Start of Block

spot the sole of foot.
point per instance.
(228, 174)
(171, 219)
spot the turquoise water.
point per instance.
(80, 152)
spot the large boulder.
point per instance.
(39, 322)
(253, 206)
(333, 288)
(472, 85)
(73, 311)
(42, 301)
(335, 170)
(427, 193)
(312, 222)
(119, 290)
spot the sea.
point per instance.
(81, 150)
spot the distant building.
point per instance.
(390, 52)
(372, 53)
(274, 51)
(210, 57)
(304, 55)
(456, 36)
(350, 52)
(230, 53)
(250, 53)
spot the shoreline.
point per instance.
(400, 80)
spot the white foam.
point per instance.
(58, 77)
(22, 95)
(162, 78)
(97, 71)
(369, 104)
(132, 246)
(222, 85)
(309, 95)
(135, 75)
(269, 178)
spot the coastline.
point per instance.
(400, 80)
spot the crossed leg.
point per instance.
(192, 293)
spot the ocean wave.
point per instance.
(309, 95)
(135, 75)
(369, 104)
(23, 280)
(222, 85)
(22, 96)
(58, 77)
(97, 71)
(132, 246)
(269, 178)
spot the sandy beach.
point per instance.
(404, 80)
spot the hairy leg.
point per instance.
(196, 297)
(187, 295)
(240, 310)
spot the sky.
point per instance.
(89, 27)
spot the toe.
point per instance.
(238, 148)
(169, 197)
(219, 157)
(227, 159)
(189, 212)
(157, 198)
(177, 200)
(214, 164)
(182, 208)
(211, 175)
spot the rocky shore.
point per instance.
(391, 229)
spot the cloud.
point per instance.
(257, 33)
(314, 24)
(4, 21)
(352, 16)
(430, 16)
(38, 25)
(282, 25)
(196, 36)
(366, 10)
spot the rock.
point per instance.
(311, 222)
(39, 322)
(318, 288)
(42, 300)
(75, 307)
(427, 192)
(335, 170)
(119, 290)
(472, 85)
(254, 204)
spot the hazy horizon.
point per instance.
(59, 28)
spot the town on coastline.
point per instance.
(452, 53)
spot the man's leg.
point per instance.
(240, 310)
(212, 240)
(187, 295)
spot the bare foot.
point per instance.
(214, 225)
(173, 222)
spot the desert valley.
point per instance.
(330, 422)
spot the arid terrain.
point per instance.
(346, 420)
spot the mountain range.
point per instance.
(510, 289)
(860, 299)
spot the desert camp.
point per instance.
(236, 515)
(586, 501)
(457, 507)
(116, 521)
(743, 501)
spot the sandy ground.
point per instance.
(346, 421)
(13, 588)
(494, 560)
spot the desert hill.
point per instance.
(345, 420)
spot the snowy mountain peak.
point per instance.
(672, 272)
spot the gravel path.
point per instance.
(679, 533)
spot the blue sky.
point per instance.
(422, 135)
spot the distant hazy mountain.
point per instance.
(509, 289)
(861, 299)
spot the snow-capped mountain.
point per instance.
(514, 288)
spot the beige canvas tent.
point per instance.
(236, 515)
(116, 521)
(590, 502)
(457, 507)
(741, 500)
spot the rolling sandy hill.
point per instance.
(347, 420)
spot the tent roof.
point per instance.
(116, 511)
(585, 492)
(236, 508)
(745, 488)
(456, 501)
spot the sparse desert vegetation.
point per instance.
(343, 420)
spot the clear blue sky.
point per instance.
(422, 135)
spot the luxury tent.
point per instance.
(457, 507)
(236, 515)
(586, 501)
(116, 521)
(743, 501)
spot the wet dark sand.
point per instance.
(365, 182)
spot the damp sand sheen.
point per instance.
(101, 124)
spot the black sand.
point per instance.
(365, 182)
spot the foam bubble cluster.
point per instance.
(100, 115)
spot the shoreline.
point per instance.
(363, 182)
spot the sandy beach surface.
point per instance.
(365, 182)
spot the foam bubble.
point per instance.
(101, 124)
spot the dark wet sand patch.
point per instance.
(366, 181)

End of Block

▸ **INSTRUCTIONS FOR THE TASK**:
Copy out, word for word, the part of the entries above that begins at the line with "spot the hairy leg." and ends at the line with "spot the cloud.", including both.

▸ **SOLUTION FOR THIS TASK**:
spot the hairy leg.
point per instance.
(196, 297)
(187, 295)
(240, 310)
spot the sky.
point per instance.
(89, 27)
spot the toe.
point per instance.
(238, 148)
(169, 197)
(219, 157)
(227, 159)
(189, 212)
(157, 198)
(177, 200)
(214, 164)
(182, 208)
(211, 175)
spot the rocky shore.
point per instance.
(391, 229)
spot the cloud.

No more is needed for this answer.